• _Recorded information_
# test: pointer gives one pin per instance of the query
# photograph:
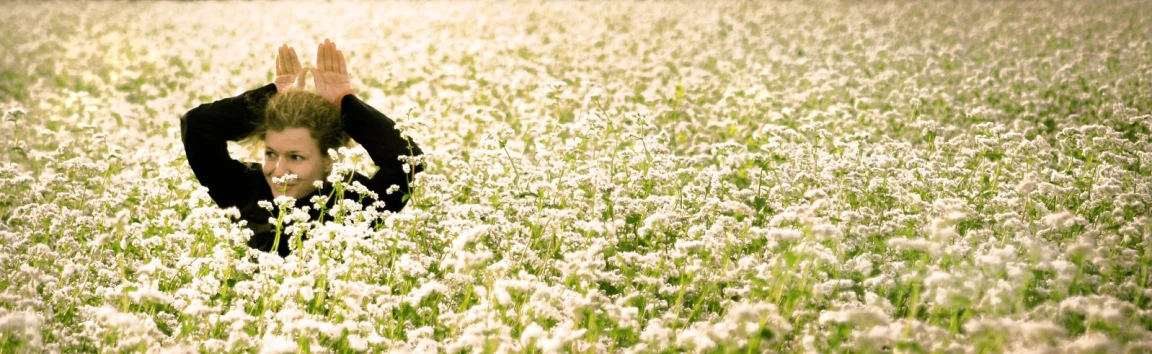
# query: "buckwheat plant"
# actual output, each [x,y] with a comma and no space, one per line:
[656,177]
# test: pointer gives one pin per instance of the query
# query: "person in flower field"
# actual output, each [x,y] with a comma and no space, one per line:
[297,128]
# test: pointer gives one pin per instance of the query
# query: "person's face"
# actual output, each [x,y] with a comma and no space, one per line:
[294,151]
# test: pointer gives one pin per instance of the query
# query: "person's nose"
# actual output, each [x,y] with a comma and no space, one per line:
[280,167]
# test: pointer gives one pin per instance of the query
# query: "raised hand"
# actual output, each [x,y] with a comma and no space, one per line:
[289,73]
[331,73]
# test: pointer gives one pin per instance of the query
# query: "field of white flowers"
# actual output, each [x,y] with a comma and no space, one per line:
[644,177]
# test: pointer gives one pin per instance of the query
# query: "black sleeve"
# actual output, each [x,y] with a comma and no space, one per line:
[384,144]
[205,132]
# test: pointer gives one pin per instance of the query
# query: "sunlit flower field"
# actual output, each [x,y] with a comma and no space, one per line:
[601,178]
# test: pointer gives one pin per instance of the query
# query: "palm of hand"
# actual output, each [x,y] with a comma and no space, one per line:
[288,69]
[331,73]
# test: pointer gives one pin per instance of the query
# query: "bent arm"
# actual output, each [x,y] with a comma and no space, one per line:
[384,144]
[205,132]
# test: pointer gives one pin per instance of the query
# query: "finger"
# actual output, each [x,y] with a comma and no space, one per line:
[317,77]
[319,57]
[327,57]
[279,66]
[293,60]
[342,62]
[300,78]
[333,67]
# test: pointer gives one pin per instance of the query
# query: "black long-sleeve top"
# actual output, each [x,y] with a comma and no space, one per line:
[206,129]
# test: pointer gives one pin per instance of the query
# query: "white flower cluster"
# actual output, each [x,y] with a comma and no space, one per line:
[657,177]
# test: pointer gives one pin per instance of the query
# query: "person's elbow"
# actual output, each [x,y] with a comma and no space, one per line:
[190,121]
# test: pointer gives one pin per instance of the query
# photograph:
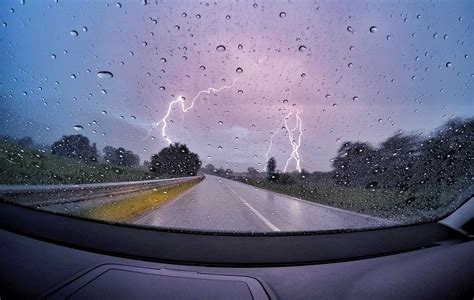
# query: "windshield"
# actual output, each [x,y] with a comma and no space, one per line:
[238,116]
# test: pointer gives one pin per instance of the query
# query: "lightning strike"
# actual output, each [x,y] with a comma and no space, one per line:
[180,100]
[295,141]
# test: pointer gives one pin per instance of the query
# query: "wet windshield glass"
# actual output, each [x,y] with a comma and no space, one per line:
[238,115]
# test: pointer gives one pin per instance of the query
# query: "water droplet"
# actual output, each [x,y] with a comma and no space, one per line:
[105,74]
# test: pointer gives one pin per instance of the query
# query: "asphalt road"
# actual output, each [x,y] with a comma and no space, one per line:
[219,204]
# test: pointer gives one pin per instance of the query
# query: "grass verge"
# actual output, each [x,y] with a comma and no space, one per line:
[137,204]
[19,165]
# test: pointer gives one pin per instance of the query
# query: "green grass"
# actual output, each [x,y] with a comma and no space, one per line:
[421,205]
[137,204]
[29,166]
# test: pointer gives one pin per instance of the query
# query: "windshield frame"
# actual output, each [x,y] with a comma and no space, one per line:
[218,248]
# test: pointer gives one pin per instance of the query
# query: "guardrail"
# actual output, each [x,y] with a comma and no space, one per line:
[54,195]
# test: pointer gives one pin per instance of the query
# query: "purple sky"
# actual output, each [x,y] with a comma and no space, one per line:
[399,73]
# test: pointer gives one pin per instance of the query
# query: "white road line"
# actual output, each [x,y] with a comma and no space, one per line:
[259,215]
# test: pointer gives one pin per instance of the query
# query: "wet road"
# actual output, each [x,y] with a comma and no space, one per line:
[220,204]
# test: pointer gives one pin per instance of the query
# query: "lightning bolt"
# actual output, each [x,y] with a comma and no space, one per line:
[295,142]
[180,100]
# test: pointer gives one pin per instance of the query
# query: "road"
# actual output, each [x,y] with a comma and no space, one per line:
[219,204]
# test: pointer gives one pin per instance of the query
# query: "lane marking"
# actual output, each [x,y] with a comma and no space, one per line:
[350,212]
[259,215]
[140,219]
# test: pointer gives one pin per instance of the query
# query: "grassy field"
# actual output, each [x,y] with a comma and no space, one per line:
[137,204]
[29,166]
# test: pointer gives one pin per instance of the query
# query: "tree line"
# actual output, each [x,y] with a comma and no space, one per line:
[403,161]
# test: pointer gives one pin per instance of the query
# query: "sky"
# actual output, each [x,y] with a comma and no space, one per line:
[352,70]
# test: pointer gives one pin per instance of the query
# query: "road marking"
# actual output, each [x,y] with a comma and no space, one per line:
[151,213]
[259,215]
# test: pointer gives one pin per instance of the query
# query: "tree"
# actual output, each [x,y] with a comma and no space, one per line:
[75,146]
[120,157]
[271,168]
[175,160]
[354,163]
[26,142]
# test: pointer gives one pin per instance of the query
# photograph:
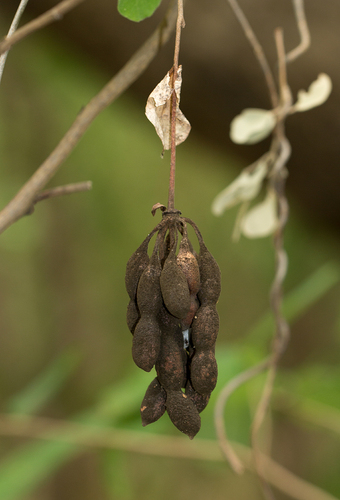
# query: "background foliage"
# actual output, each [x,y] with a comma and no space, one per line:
[65,348]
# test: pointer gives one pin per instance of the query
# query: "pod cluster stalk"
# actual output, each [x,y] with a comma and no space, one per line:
[173,318]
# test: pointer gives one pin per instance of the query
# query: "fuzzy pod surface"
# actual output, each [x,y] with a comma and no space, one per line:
[183,413]
[203,372]
[146,342]
[138,261]
[205,327]
[175,289]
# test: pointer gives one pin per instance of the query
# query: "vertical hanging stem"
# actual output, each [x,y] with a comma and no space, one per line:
[179,26]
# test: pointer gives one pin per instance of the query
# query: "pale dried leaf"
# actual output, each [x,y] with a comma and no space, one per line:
[158,108]
[244,188]
[316,95]
[262,219]
[252,125]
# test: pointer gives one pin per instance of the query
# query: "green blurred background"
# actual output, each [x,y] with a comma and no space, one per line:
[65,348]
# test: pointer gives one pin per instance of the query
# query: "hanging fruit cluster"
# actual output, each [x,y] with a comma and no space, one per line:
[172,316]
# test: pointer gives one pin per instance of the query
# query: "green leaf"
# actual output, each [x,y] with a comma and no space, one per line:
[137,10]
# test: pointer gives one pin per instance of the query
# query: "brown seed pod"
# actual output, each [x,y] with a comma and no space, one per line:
[175,289]
[210,277]
[153,404]
[199,400]
[183,413]
[172,360]
[138,261]
[146,342]
[188,264]
[203,372]
[132,315]
[205,328]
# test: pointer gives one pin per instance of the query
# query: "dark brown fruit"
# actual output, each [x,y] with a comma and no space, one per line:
[175,289]
[149,297]
[183,413]
[203,372]
[205,327]
[135,267]
[189,265]
[146,342]
[153,404]
[132,315]
[199,400]
[210,277]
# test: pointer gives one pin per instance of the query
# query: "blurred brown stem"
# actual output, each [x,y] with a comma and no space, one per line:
[24,199]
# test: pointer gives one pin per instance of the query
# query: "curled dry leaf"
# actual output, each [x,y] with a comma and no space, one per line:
[252,125]
[244,188]
[158,108]
[262,219]
[316,95]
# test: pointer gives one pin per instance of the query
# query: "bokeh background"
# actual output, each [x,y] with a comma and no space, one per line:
[64,345]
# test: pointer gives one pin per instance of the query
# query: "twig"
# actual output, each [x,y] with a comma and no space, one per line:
[23,200]
[179,25]
[12,29]
[147,443]
[221,402]
[61,191]
[259,53]
[54,14]
[303,30]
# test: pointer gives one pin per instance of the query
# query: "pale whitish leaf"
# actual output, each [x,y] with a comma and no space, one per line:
[262,219]
[317,94]
[252,125]
[158,108]
[244,188]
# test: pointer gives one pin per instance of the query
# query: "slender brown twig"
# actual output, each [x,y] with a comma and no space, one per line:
[24,199]
[12,29]
[156,445]
[52,15]
[179,26]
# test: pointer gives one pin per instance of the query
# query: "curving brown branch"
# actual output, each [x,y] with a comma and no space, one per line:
[52,15]
[24,199]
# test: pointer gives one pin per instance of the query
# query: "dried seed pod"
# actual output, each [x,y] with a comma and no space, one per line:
[205,328]
[138,261]
[172,359]
[210,277]
[199,400]
[183,413]
[203,372]
[188,264]
[132,315]
[146,342]
[175,289]
[153,404]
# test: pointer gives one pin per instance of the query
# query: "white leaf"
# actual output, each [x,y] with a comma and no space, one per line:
[317,94]
[252,125]
[244,188]
[158,110]
[262,219]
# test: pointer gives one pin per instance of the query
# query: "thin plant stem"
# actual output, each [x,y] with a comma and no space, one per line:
[258,50]
[50,16]
[12,29]
[24,199]
[179,26]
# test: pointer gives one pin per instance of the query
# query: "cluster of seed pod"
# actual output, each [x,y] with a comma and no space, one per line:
[172,316]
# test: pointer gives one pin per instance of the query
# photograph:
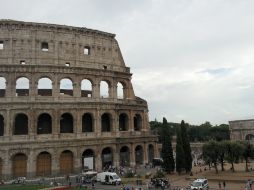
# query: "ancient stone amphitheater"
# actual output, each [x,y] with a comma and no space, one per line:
[67,102]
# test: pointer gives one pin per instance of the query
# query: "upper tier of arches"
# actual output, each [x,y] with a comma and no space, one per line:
[89,87]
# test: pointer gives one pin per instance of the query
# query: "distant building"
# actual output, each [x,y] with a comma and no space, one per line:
[66,102]
[242,130]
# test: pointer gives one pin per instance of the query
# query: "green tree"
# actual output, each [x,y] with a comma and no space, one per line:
[186,147]
[248,152]
[211,153]
[167,152]
[180,159]
[234,151]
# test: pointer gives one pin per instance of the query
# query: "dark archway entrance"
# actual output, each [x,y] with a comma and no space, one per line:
[125,156]
[123,122]
[139,155]
[43,165]
[21,124]
[66,123]
[150,153]
[44,124]
[105,123]
[87,123]
[19,165]
[88,159]
[107,157]
[66,162]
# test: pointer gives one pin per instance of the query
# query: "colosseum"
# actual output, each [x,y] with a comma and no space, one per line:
[67,99]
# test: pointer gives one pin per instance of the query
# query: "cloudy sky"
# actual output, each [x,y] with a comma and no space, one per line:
[190,59]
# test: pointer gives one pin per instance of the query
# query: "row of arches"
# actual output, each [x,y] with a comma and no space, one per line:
[44,160]
[45,87]
[44,123]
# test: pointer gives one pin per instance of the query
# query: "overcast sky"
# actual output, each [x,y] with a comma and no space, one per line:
[190,59]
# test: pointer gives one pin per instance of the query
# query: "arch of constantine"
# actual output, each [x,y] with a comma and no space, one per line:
[66,95]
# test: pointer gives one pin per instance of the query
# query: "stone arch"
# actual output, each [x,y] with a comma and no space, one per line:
[66,87]
[104,89]
[44,124]
[1,125]
[20,124]
[107,157]
[66,123]
[44,86]
[150,153]
[120,86]
[123,122]
[106,122]
[125,156]
[2,87]
[249,137]
[43,164]
[86,88]
[139,155]
[1,168]
[88,159]
[22,86]
[87,122]
[66,162]
[137,122]
[19,165]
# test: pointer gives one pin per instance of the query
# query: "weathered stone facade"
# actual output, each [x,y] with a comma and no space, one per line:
[53,112]
[242,129]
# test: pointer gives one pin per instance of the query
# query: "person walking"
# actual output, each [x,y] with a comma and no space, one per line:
[224,185]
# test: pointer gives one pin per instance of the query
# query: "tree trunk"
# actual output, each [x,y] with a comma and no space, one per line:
[222,165]
[232,167]
[216,169]
[246,165]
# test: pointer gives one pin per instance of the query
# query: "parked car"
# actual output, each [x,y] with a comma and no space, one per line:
[19,180]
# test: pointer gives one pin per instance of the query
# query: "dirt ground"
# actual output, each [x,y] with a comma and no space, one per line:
[234,180]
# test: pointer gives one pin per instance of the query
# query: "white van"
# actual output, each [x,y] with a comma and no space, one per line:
[108,178]
[199,184]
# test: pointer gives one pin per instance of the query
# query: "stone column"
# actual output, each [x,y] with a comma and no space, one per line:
[55,163]
[116,155]
[145,153]
[132,155]
[7,166]
[31,164]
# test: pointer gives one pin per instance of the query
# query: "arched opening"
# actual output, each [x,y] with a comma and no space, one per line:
[150,153]
[66,162]
[88,159]
[87,123]
[125,156]
[123,122]
[45,87]
[104,89]
[249,137]
[107,158]
[43,165]
[139,155]
[19,165]
[2,87]
[137,122]
[105,122]
[1,125]
[22,86]
[120,90]
[44,124]
[86,88]
[66,123]
[66,87]
[1,168]
[21,124]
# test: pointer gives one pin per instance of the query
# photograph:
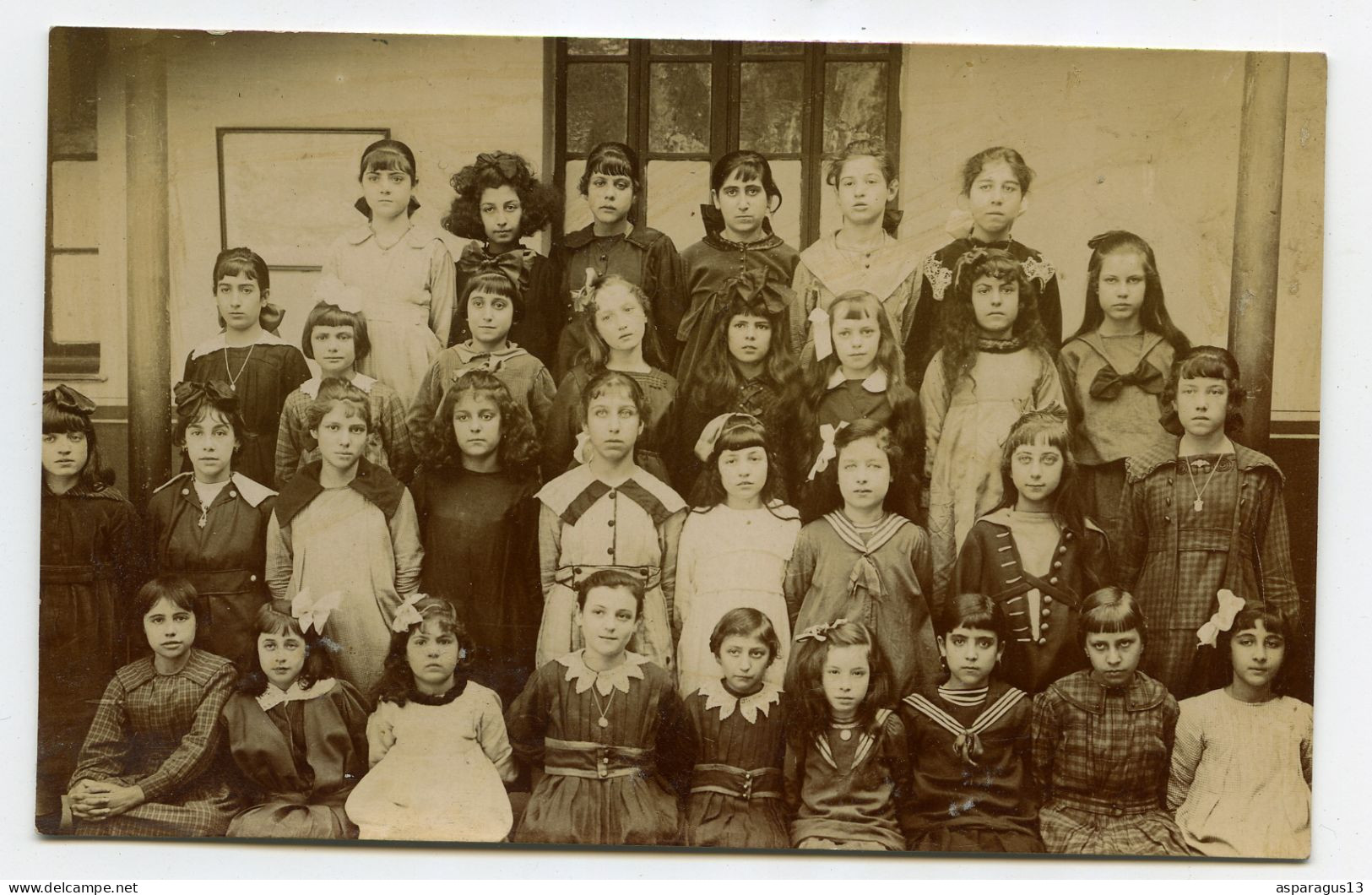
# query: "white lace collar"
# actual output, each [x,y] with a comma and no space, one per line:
[616,678]
[312,386]
[718,697]
[874,383]
[219,342]
[274,697]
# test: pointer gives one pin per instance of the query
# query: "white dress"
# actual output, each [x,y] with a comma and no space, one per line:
[441,778]
[1240,776]
[731,559]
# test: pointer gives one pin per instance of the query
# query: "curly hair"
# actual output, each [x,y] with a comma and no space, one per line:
[334,390]
[962,335]
[713,383]
[540,202]
[518,449]
[95,475]
[810,708]
[594,352]
[740,432]
[274,618]
[973,166]
[1203,361]
[1152,315]
[1051,429]
[438,616]
[808,392]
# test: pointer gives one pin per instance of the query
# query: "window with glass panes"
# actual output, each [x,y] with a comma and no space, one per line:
[70,326]
[682,103]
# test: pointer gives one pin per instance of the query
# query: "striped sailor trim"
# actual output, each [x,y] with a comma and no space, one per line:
[994,713]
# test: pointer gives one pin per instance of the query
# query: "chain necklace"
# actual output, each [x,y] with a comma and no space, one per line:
[234,381]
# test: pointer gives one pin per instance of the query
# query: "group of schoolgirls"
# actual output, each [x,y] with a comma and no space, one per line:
[478,541]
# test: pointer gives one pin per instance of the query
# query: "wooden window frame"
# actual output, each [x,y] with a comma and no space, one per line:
[728,58]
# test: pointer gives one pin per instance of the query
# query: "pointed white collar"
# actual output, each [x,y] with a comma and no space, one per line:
[874,383]
[718,697]
[217,342]
[312,386]
[616,678]
[274,697]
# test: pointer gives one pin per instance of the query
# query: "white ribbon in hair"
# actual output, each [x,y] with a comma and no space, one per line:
[408,614]
[312,612]
[1222,621]
[827,451]
[819,331]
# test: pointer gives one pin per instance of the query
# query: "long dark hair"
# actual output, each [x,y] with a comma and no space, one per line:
[713,382]
[274,618]
[1154,312]
[439,616]
[810,710]
[518,449]
[1051,427]
[962,335]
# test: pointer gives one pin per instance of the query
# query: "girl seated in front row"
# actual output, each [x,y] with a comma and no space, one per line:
[610,513]
[970,743]
[847,761]
[1101,743]
[149,763]
[296,732]
[740,724]
[605,728]
[437,741]
[1240,766]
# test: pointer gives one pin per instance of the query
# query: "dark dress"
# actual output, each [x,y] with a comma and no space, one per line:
[263,377]
[603,785]
[223,552]
[990,563]
[164,733]
[545,306]
[980,800]
[89,561]
[480,553]
[936,296]
[735,789]
[302,757]
[643,257]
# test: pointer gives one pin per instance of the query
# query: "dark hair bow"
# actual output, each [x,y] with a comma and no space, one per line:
[69,399]
[504,162]
[190,397]
[511,263]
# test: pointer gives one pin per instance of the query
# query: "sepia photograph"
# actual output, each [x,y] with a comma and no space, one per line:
[711,443]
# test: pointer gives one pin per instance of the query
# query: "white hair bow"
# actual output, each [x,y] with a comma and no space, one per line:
[1222,621]
[314,612]
[827,451]
[408,614]
[819,331]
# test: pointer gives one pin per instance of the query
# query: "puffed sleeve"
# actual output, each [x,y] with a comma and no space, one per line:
[198,748]
[1187,752]
[106,748]
[494,739]
[933,404]
[409,550]
[279,563]
[442,285]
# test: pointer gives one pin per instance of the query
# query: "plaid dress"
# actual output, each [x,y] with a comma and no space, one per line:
[1101,758]
[164,733]
[1174,557]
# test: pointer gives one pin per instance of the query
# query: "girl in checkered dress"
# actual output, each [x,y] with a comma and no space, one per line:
[1102,740]
[1202,513]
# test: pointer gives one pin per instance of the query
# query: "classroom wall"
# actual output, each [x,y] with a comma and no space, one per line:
[1141,140]
[447,98]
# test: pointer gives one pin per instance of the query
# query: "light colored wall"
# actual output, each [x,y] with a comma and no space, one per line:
[447,98]
[1135,140]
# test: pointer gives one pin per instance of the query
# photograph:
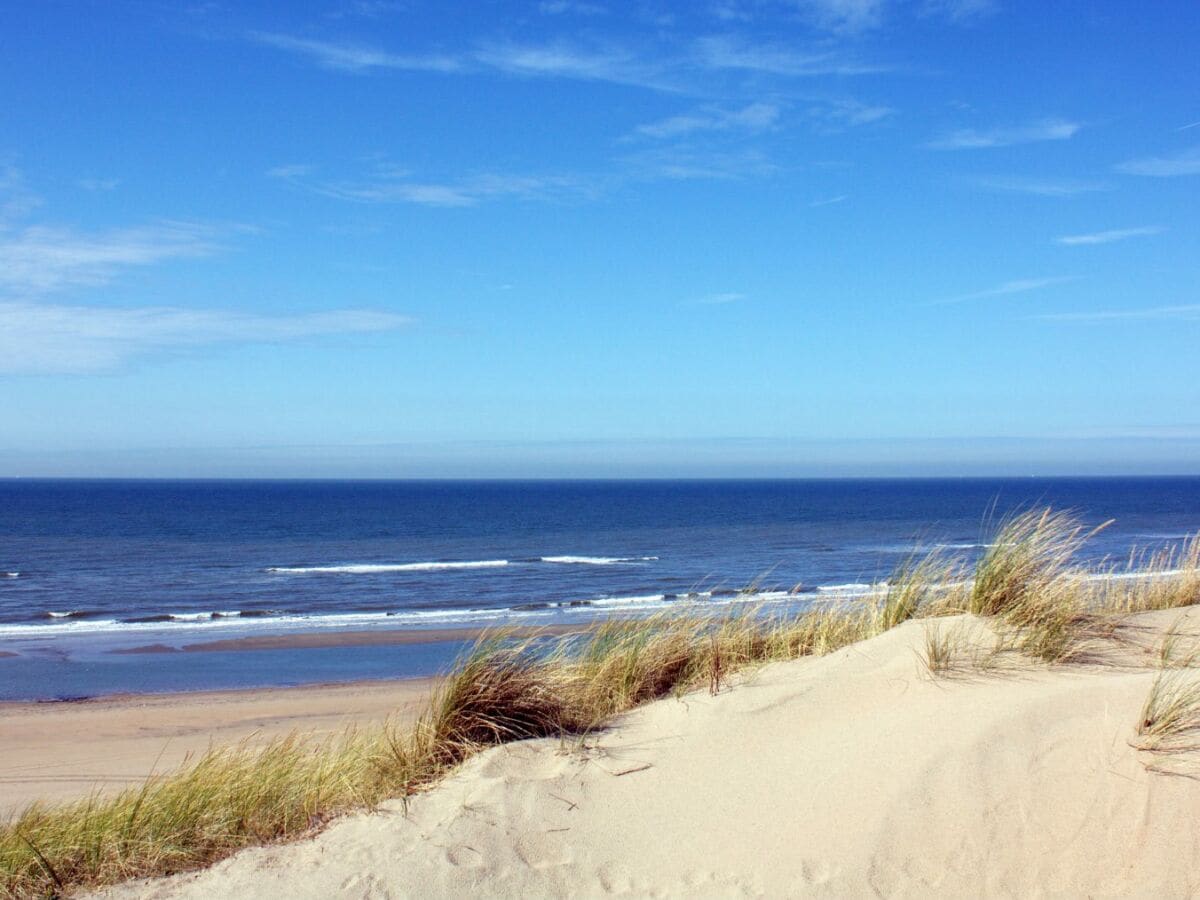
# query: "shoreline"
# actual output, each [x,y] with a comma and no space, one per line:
[313,640]
[66,749]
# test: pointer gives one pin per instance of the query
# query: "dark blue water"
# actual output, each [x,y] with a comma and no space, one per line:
[88,567]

• _What you will do_
Count the lines in the rows above that contain the string "fruit", matching case exactly, and give only the number.

• _Exercise answer_
2